## [TEXTO PARA LEITURA]
§
Por Frei Almir Guimarães
“Dou graças a Deus porque muitas famílias, que estão bem longe de se considerarem perfeitas, vivem no amor, realizam sua vocação, e continuam caminhando, embora caiam muitas vezes ao longo do caminho” – Papa Francisco.
O Altíssimo nasceu e cresceu numa família. Quando nos referimos à família fechamos os olhos e tentamos evocar nossa própria família. Coisas simples que foram se realizando: a mãe e o pai, um homem e mulher que se encontraram e resolveram fazer história juntos, a casa, os quartos, o balanço no quintal, o pé de ameixas, a galinha com seus pintinhos, as hortênsias, o cheiro forte de café, a chegada do Papai Noel, a visita do tio e da tia, o enterro do vô com bigode ao jeito dos portugueses. Família com suas luzes e sombras. “O futuro da humanidade passa pela família (João Paulo II).
Antes de tudo sabemos que o casal não está feito no dia do casamento. Uma realidade em construção. Não é bom que o homem esteja só. Companheiros, de mãos dadas, desbravando a história, dias de sol e jornadas de densa cerração. Vontade jogar tudo para o ar. Olhar para frente, atentos aos ajustes, não jogando lixo para debaixo do tapete. Construção de uma conjugabilidade. Unidade na diversidade. Lentamente, belamente, persistentemente. O casal é uma obra de arte.
Ele com sua história, ela com sua trajetória. Ela e ele, oriundos um e outro de família marcada por carinho e delicadezas ou gerados de qualquer jeito, menino e menina marcados pelo negativo, pela violência, por abusos de todos os jeitos. Um formado pelo contato com a fé cristã, já tendo até mesmo feito experiências de profunda intimidade com Deus e o outro que nunca ouviu falar das coisas da fé, tendo levado uma vida toda atrapalhada e desajeitadamente faz o sinal da cruz, Agora juntos. Quanta garra será necessária!!! Conversas, sinceridade, amor profundo, dialogo, respeito pelas lentidões.
Esses dois são colaboradores da obra da criação. Os amantes se tornam pais. Criam uma célula de amor e de dedicação. Comunidade de vida e de amor. Vivendo no meio do mundo, trabalhando, vivendo a vida como ela é, sempre tendo como referência a casa, o casal, os filhos… sem viver um “familismo”, quer dizer um grupo fechado, a família convive com outras famílias e juntas elaboram estratégias para poderem educar os filhos, tirar deles o melhor que a vida ali depositou. Os pais se recusam a colocar coisas antigas e ultrapassadas em suas cabeças, mas querem que sejam homens e mulheres de pé, seres capazes de conviver com os outros, vacinados contra a indiferença para com os outros e a peste do individualismo e a filosofia do descarte.
§
## [TAREFAS]
1. No texto sobre a família, por que a família convive com outras famílias e elabora estratégias junto com elas? Responda em uma a três frases.
2. Traduza para o inglês esta frase do texto sobre a família: "Antes de tudo sabemos que o casal não está feito no dia do casamento."

## [MATERIAL FORNECIDO]
§
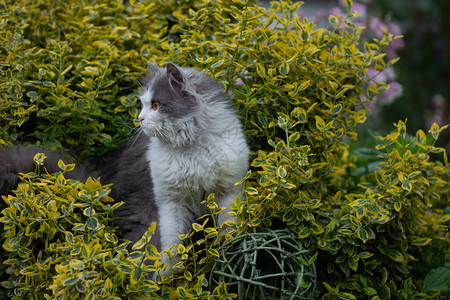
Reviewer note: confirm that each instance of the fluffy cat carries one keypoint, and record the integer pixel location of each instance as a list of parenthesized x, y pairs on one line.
§
## [RESPOSTAS]
1. Segundo o texto, a família convive com outras famílias para não viver um "familismo", isto é, um grupo fechado. Juntas, elas elaboram estratégias para poderem educar os filhos e tirar deles o melhor que a vida ali depositou.

2. First of all, we know that the couple is not made on the wedding day.